+++ Texto del documento +++
Luna llena, medianoche. El aire frío de la ciudad nos envuelve mientras nos adentramos en un pequeño local lleno de libros por doquier, un rincón acogedor donde el aroma del café se mezcla con el suave murmullo de las conversaciones. La decoración es una mezcla de lo moderno con lo vintage, un espacio que invita a relajarse y disfrutar de la atmósfera única que ofrece. La música de un concierto de jazz improvisado llena el ambiente, las notas flotan por el aire, y se escuchan risas en las mesas: mi hermana y yo, disfrutando del momento.
La noche transcurre entre carcajadas y confidencias. Pero cuando el concierto llega a su fin, la cosa se empieza a descontrolar. En cuestión de minutos, los asistentes se disuelven, y nos quedamos solo cuatro gatos en el local. Entonces, entra en escena el dueño del lugar, un tipo con mirada perdida, claramente alterado por alguna sustancia, ya sea cocaína, speed o algo similar. Se le nota en la forma en que se mueve, en sus palabras desordenadas, en su energía desbordante.
+++ Material proporcionado +++
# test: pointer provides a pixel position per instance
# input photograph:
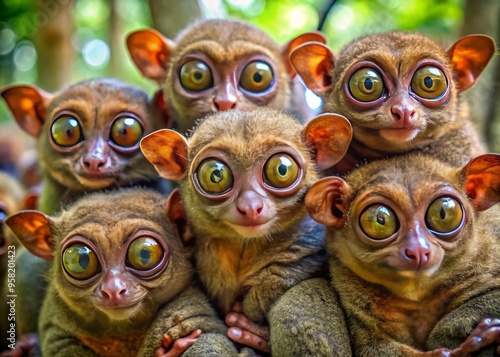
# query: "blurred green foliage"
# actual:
(282, 19)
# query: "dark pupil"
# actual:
(84, 261)
(368, 84)
(428, 82)
(216, 176)
(380, 219)
(145, 256)
(442, 213)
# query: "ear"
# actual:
(330, 135)
(150, 52)
(158, 101)
(313, 61)
(482, 181)
(28, 106)
(175, 213)
(33, 229)
(167, 150)
(469, 56)
(326, 201)
(314, 36)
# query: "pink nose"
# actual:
(250, 205)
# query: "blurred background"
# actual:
(52, 43)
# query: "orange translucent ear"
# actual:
(313, 36)
(313, 61)
(482, 181)
(33, 230)
(330, 135)
(175, 213)
(469, 56)
(28, 106)
(167, 150)
(326, 201)
(150, 51)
+++
Prosigue el relato de la noche en el café con libros a partir de su última oración. Los ítems no guardan relación alguna con el relato.

Resultado de la tarea —
Nos observa y, sin mediar mucho más, nos suelta una pregunta que nunca olvidaré: “¿Qué hace una chica como tú en un sitio como este?”. Las palabras resuenan en el aire, y yo, atónita, simplemente observo. Mi hermana, siempre lista para sacar lo mejor de cualquier situación, empieza a hablar de sus proyectos, presentándose, haciendo promoción de sus trabajos con esa habilidad que tiene para conectar con la gente. Yo, mientras tanto, me quedo en segundo plano, observando la escena.
La cosa sigue escalando. El hombre, sin perder energía, nos pide hacer unas fotos para promocionar el local. Nos observa detenidamente, notando el parecido entre nosotras. “Ah, claro, sois hermanas”, dice, con una sonrisa extraña en la cara. Pero no se detiene ahí: las fotos no son suficientes. Quiere más, y nos lleva al baño para continuar la sesión.
Nosotras, por supuesto, ya estábamos en modo “salida”. Agradecemos la charla, pero nos vamos, cada una con su propia reflexión. Aliviadas por escapar de una situación incómoda, con una lección aprendida: hay momentos que, aunque puedan parecer inofensivos, pueden volverse extraños, y en ciertos ambientes, es mejor no dejarse llevar por el momento.
Y lo mejor de todo es que, esas fotos que nos pidió en ese estado, nunca aparecieron en las redes del local que, en su día, nos pareció encantador. Quizás, ese fue el único buen resultado de la noche: una historia para contar, una experiencia que nos recuerda que el mundo está difícil ahí fuera.
Que la música nos acompañe.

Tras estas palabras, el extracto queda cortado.